*WORK ORDER*: Return the rows below word for word, starting at the very beginning and ending with the line that contains "245L556 256L581 270H596L609". Leave the pictures out of your answer.

*MATERIAL SUPPLIED*:
++++
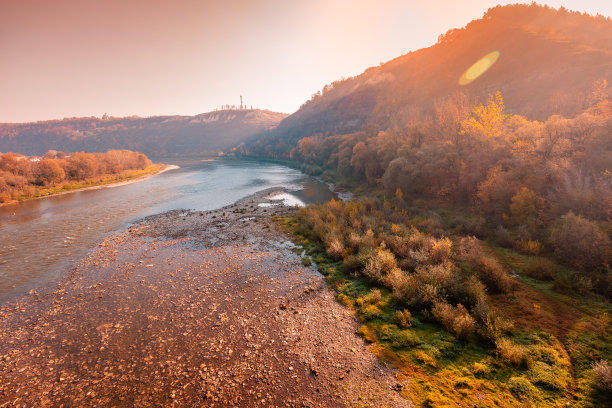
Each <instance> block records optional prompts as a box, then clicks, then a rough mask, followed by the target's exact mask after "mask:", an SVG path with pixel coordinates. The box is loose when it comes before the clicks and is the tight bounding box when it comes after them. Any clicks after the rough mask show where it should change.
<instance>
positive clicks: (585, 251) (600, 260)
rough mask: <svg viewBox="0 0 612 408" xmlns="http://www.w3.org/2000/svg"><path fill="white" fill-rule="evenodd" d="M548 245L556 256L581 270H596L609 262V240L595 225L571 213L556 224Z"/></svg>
mask: <svg viewBox="0 0 612 408" xmlns="http://www.w3.org/2000/svg"><path fill="white" fill-rule="evenodd" d="M550 244H551V245H552V247H553V249H554V250H555V253H556V254H557V256H559V257H560V258H562V259H566V260H567V261H568V262H569V263H571V264H572V265H574V266H576V267H579V268H582V269H589V268H596V267H598V266H602V265H604V264H607V263H608V262H609V260H610V239H609V238H608V237H607V236H606V234H604V233H603V232H602V231H601V230H600V229H599V227H598V226H597V224H595V223H594V222H592V221H589V220H587V219H586V218H583V217H581V216H580V215H575V214H574V213H573V212H572V211H570V212H568V213H567V214H565V215H564V216H562V217H561V218H559V220H558V221H557V222H556V224H555V226H554V227H553V229H552V231H551V233H550Z"/></svg>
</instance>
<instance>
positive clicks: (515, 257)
mask: <svg viewBox="0 0 612 408" xmlns="http://www.w3.org/2000/svg"><path fill="white" fill-rule="evenodd" d="M281 222H282V224H283V225H284V226H285V228H286V230H287V231H288V232H289V233H290V234H292V236H293V237H294V240H295V242H296V243H298V244H299V245H300V247H299V248H298V252H300V253H301V251H302V250H303V249H305V250H306V254H305V255H306V256H305V257H304V259H306V260H308V262H304V263H305V264H309V263H310V262H314V263H315V264H316V266H317V268H318V269H319V271H321V272H322V273H323V274H324V275H326V277H327V282H328V284H329V286H330V288H331V289H332V290H334V291H335V293H336V297H337V299H338V301H339V302H341V303H343V304H344V305H345V306H347V307H349V308H351V309H352V310H353V311H354V313H355V314H356V316H357V317H358V318H359V319H360V320H361V322H362V323H363V325H362V326H361V328H360V329H359V332H360V333H361V334H362V335H363V337H364V338H365V339H366V340H368V341H370V342H374V343H375V345H374V351H375V352H376V353H377V354H378V355H379V357H380V358H382V359H383V360H387V361H390V362H392V363H393V364H395V365H396V366H397V367H398V368H399V369H400V370H401V371H402V372H403V373H404V374H406V375H407V376H408V377H409V378H410V386H409V387H408V388H407V390H406V391H405V392H406V394H407V396H408V397H410V398H411V399H412V400H413V401H415V402H416V403H417V404H418V405H419V406H424V407H452V406H457V405H459V404H462V405H466V406H468V405H471V404H475V405H474V406H480V407H500V406H502V407H515V406H525V407H530V406H538V407H556V406H565V405H566V404H568V405H571V406H578V407H595V406H605V405H607V404H609V403H610V402H612V400H611V399H610V397H611V394H610V392H609V390H608V388H606V387H608V386H609V373H610V370H609V368H610V366H609V364H608V363H607V362H608V361H609V360H610V358H611V357H612V336H611V335H610V328H611V327H610V326H611V325H610V318H609V315H610V313H611V312H612V307H610V304H609V303H607V302H606V301H605V300H604V299H603V298H601V297H599V298H598V297H597V296H580V295H578V296H577V295H565V294H563V295H561V294H559V293H558V292H555V291H554V290H553V284H552V283H550V282H545V281H539V280H538V281H536V280H533V279H532V278H530V277H527V276H526V277H525V278H523V277H522V276H524V275H523V270H525V269H528V268H533V267H532V265H533V264H534V263H536V264H537V263H540V262H546V263H553V261H550V260H547V259H546V258H542V257H540V256H534V255H523V254H520V253H518V252H516V251H515V250H511V249H504V248H500V247H498V246H496V245H495V244H493V243H490V242H486V241H482V240H480V239H478V238H475V237H474V236H466V235H463V234H461V233H457V232H453V231H452V230H450V229H444V227H445V226H444V222H443V221H441V220H439V219H437V218H436V215H435V212H433V211H429V210H421V209H418V208H415V207H402V206H400V205H399V203H398V200H394V199H390V200H387V201H383V200H379V199H377V198H364V199H361V200H356V201H348V202H340V201H332V202H330V203H327V204H324V205H320V206H311V207H308V208H306V209H303V210H300V211H299V212H298V213H297V215H296V216H295V217H293V218H291V217H288V218H284V219H282V220H281ZM554 265H555V267H560V266H558V265H556V264H554ZM517 272H518V274H517ZM606 390H608V391H606Z"/></svg>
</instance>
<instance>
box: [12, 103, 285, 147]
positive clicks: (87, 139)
mask: <svg viewBox="0 0 612 408" xmlns="http://www.w3.org/2000/svg"><path fill="white" fill-rule="evenodd" d="M286 116H287V115H285V114H282V113H276V112H270V111H267V110H258V109H255V110H224V111H216V112H209V113H203V114H200V115H196V116H154V117H149V118H140V117H127V118H113V117H111V118H104V119H101V118H96V117H89V118H71V119H63V120H53V121H44V122H36V123H22V124H0V152H10V151H12V152H19V153H22V154H26V155H42V154H44V153H45V152H47V151H48V150H51V149H53V150H63V151H70V152H74V151H88V152H102V151H106V150H108V149H130V150H134V151H139V152H143V153H145V154H147V155H149V156H156V155H191V154H216V153H217V152H219V151H221V150H224V149H227V148H229V147H231V146H234V145H237V144H239V143H241V142H244V141H246V140H249V139H250V138H252V137H254V136H255V135H258V134H259V133H261V132H263V131H267V130H269V129H271V128H274V127H275V126H277V125H278V123H279V122H280V121H281V120H282V119H283V118H285V117H286Z"/></svg>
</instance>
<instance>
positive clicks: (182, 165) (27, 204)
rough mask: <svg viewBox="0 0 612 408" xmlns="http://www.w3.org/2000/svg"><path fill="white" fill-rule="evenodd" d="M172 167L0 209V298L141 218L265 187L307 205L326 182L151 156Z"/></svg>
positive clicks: (72, 260) (320, 189)
mask: <svg viewBox="0 0 612 408" xmlns="http://www.w3.org/2000/svg"><path fill="white" fill-rule="evenodd" d="M156 161H161V162H164V163H169V164H176V165H178V166H180V168H179V169H176V170H170V171H167V172H165V173H162V174H159V175H156V176H154V177H151V178H149V179H147V180H145V181H142V182H137V183H132V184H127V185H123V186H118V187H113V188H104V189H99V190H88V191H77V192H74V193H70V194H64V195H58V196H52V197H46V198H43V199H39V200H31V201H27V202H23V203H18V204H12V205H8V206H3V207H0V302H3V301H6V300H8V299H11V298H14V297H16V296H19V295H21V294H23V293H25V292H26V291H28V290H29V289H32V288H36V287H40V286H43V285H45V284H46V283H49V282H52V281H53V280H55V279H57V278H58V277H61V276H62V273H64V272H66V271H67V270H68V269H69V267H70V265H71V264H72V263H73V262H74V261H75V260H76V259H78V258H79V257H80V256H82V255H83V254H84V253H85V252H86V251H87V250H88V249H90V248H92V247H93V246H94V245H95V244H96V243H97V242H98V241H100V239H101V238H102V237H104V236H106V235H108V234H110V233H112V232H114V231H117V230H119V229H122V228H125V227H126V226H128V225H129V224H130V223H132V222H134V221H135V220H137V219H140V218H142V217H144V216H147V215H151V214H156V213H160V212H163V211H168V210H173V209H181V208H185V209H195V210H212V209H215V208H220V207H223V206H225V205H229V204H232V203H234V202H235V201H237V200H239V199H241V198H244V197H246V196H248V195H251V194H254V193H256V192H258V191H261V190H264V189H267V188H270V187H284V188H286V189H288V190H289V191H291V194H292V195H294V196H295V197H296V198H297V199H298V200H300V201H302V202H304V203H306V204H309V203H314V202H324V201H328V200H330V199H331V198H332V197H333V193H332V192H331V191H330V190H329V188H328V186H327V185H325V184H324V183H321V182H319V181H317V180H315V179H313V178H312V177H308V176H305V175H304V174H303V173H301V172H299V171H298V170H294V169H291V168H289V167H285V166H281V165H277V164H271V163H262V162H255V161H230V160H217V161H203V160H201V159H187V160H176V159H174V160H163V159H161V160H156Z"/></svg>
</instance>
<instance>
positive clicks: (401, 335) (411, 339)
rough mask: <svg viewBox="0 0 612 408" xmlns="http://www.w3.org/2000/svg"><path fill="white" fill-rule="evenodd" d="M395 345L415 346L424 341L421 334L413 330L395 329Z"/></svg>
mask: <svg viewBox="0 0 612 408" xmlns="http://www.w3.org/2000/svg"><path fill="white" fill-rule="evenodd" d="M390 340H391V345H392V346H393V347H414V346H418V345H419V344H421V343H422V341H421V339H420V338H419V336H418V335H417V334H416V333H415V332H413V331H412V330H395V331H392V332H391V338H390Z"/></svg>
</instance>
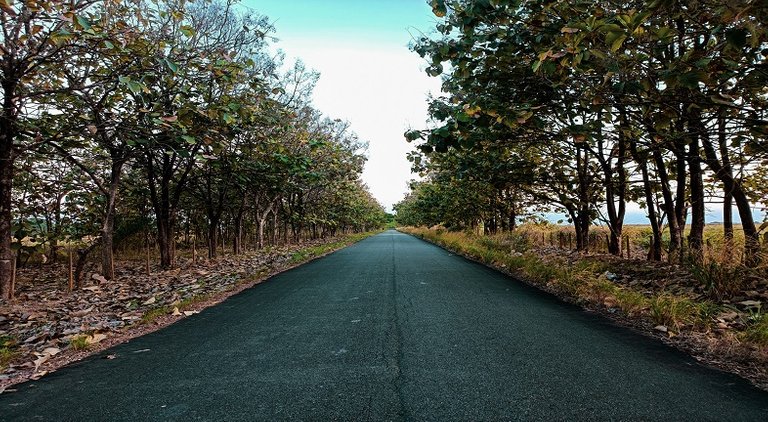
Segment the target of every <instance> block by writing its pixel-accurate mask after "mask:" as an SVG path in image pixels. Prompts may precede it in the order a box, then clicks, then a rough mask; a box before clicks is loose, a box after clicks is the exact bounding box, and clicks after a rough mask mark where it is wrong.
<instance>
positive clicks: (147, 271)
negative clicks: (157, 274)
mask: <svg viewBox="0 0 768 422" xmlns="http://www.w3.org/2000/svg"><path fill="white" fill-rule="evenodd" d="M146 238H147V263H146V264H147V275H152V271H150V269H149V234H147V235H146Z"/></svg>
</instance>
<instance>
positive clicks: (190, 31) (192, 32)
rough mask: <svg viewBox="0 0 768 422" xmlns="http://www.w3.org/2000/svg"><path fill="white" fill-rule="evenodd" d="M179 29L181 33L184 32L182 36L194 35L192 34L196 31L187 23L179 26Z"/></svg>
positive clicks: (196, 32) (195, 31) (187, 37)
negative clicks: (185, 24)
mask: <svg viewBox="0 0 768 422" xmlns="http://www.w3.org/2000/svg"><path fill="white" fill-rule="evenodd" d="M179 30H180V31H181V33H182V34H184V36H186V37H187V38H192V37H194V36H195V34H196V33H197V31H195V28H193V27H191V26H189V25H184V26H182V27H181V28H179Z"/></svg>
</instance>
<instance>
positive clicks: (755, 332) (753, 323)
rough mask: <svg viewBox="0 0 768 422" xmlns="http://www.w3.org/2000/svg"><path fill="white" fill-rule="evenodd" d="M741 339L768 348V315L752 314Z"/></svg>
mask: <svg viewBox="0 0 768 422" xmlns="http://www.w3.org/2000/svg"><path fill="white" fill-rule="evenodd" d="M741 337H742V339H743V340H746V341H749V342H751V343H754V344H756V345H758V346H762V347H768V313H765V312H754V313H752V314H751V315H750V316H749V318H748V319H747V327H746V329H745V330H744V332H743V333H742V335H741Z"/></svg>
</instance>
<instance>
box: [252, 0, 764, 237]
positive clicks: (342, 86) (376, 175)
mask: <svg viewBox="0 0 768 422" xmlns="http://www.w3.org/2000/svg"><path fill="white" fill-rule="evenodd" d="M241 4H242V5H244V6H245V7H248V8H249V9H251V10H253V11H256V12H259V13H261V14H263V15H266V16H268V17H269V18H270V20H271V21H272V22H273V24H274V26H275V29H276V31H275V33H274V34H273V35H274V36H275V37H277V38H278V39H279V41H278V42H276V43H275V44H274V47H275V48H279V49H282V50H283V51H284V52H285V53H286V55H287V59H288V60H287V61H286V63H287V64H288V65H290V64H291V63H292V61H293V60H295V59H297V58H299V59H301V60H302V61H304V63H305V64H306V65H307V67H308V68H311V69H314V70H317V71H319V72H320V74H321V76H320V81H319V82H318V84H317V87H316V89H315V92H314V96H313V97H314V105H315V107H316V108H318V109H319V110H320V111H322V112H323V113H324V114H326V115H327V116H328V117H331V118H339V119H342V120H347V121H349V122H350V123H351V127H352V129H353V130H354V131H355V132H356V133H357V134H358V135H359V136H360V139H362V140H363V141H367V142H368V143H369V149H368V162H367V164H366V166H365V170H364V172H363V181H364V182H365V183H366V184H368V186H369V187H370V190H371V193H373V195H374V197H376V199H378V200H379V202H380V203H381V204H382V205H384V206H385V207H386V208H387V210H390V211H391V207H392V205H393V204H394V203H396V202H398V201H400V200H401V199H402V198H403V196H404V194H405V193H406V192H407V191H408V187H407V182H408V181H409V180H411V179H413V178H414V177H415V176H414V175H412V174H411V172H410V163H409V162H408V160H407V159H406V154H407V152H408V151H410V150H411V147H410V145H409V144H408V143H406V142H405V139H404V138H403V133H404V132H405V131H406V129H408V128H410V127H413V128H424V127H425V126H426V120H427V102H426V99H427V95H428V94H429V93H430V92H432V93H434V94H436V95H437V94H439V92H440V80H439V78H432V77H429V76H427V75H426V73H424V71H423V69H424V68H425V67H426V63H425V62H424V60H423V59H421V58H420V57H419V56H418V55H417V54H416V53H413V52H411V51H410V50H409V49H408V44H409V42H411V40H412V37H417V36H419V35H420V33H421V32H424V33H427V34H430V33H431V32H432V28H434V26H435V22H436V21H435V17H434V15H433V14H432V11H431V8H430V7H429V5H428V4H427V0H243V1H242V3H241ZM719 208H720V207H719V206H718V205H715V204H708V206H707V209H708V213H707V220H708V221H719V220H720V219H721V218H722V211H721V210H720V209H719ZM627 211H628V212H627V218H626V222H627V223H630V224H637V223H646V222H647V219H646V216H645V211H644V210H641V209H640V207H639V206H638V205H637V204H634V203H630V204H628V210H627ZM754 214H755V218H756V219H757V220H758V221H759V220H760V219H762V215H761V214H762V213H761V212H760V210H759V207H757V206H756V207H755V210H754ZM546 217H547V218H548V219H550V220H552V221H557V220H559V219H562V218H563V216H562V215H559V214H547V215H546ZM734 217H735V219H736V220H738V213H736V212H734Z"/></svg>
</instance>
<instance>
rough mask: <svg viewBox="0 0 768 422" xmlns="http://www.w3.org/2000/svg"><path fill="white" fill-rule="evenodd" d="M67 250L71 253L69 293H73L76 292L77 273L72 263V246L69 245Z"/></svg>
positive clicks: (70, 254)
mask: <svg viewBox="0 0 768 422" xmlns="http://www.w3.org/2000/svg"><path fill="white" fill-rule="evenodd" d="M67 250H68V251H69V292H70V293H72V291H73V290H75V273H74V269H73V262H72V245H69V247H67Z"/></svg>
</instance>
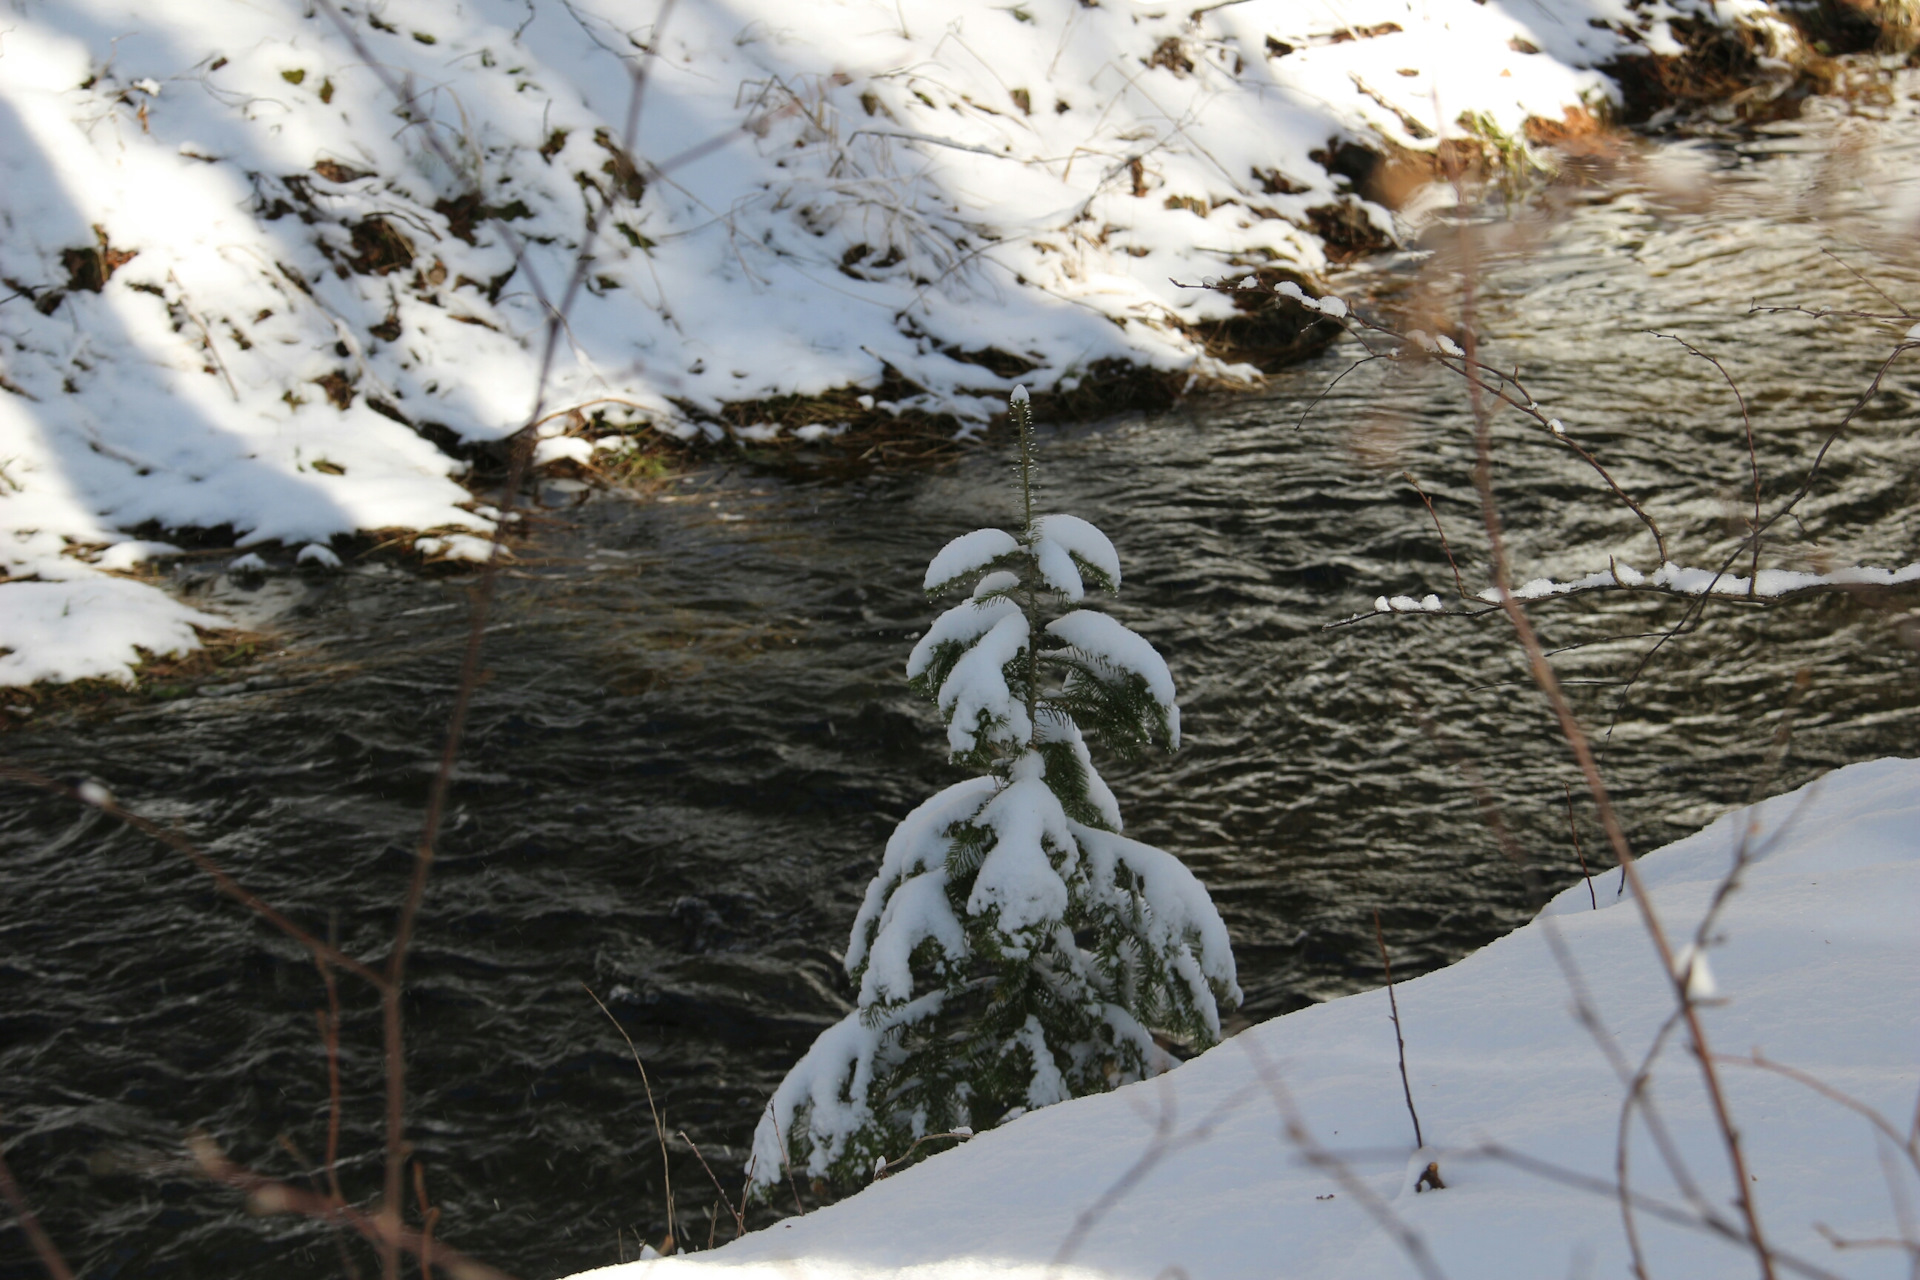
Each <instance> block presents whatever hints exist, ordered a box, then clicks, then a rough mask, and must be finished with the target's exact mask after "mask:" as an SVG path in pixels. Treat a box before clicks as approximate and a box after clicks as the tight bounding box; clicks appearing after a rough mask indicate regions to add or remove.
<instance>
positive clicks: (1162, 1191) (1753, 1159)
++++
*RESPONSE BELOW*:
Each <instance> block records optional prompts as a box, then clicks, then a rough mask, followed by the target's exact mask after "mask:", an SVG path with pixel coordinates. The box is loose when it comes before the clicks and is the tight bounding box when it comes after them. Any clicks after the rough mask show where it should change.
<instance>
positive clicks: (585, 251) (600, 260)
rough mask: <svg viewBox="0 0 612 408" xmlns="http://www.w3.org/2000/svg"><path fill="white" fill-rule="evenodd" d="M548 245L556 256L581 270H596L609 262V240L595 225L571 213L556 224Z"/></svg>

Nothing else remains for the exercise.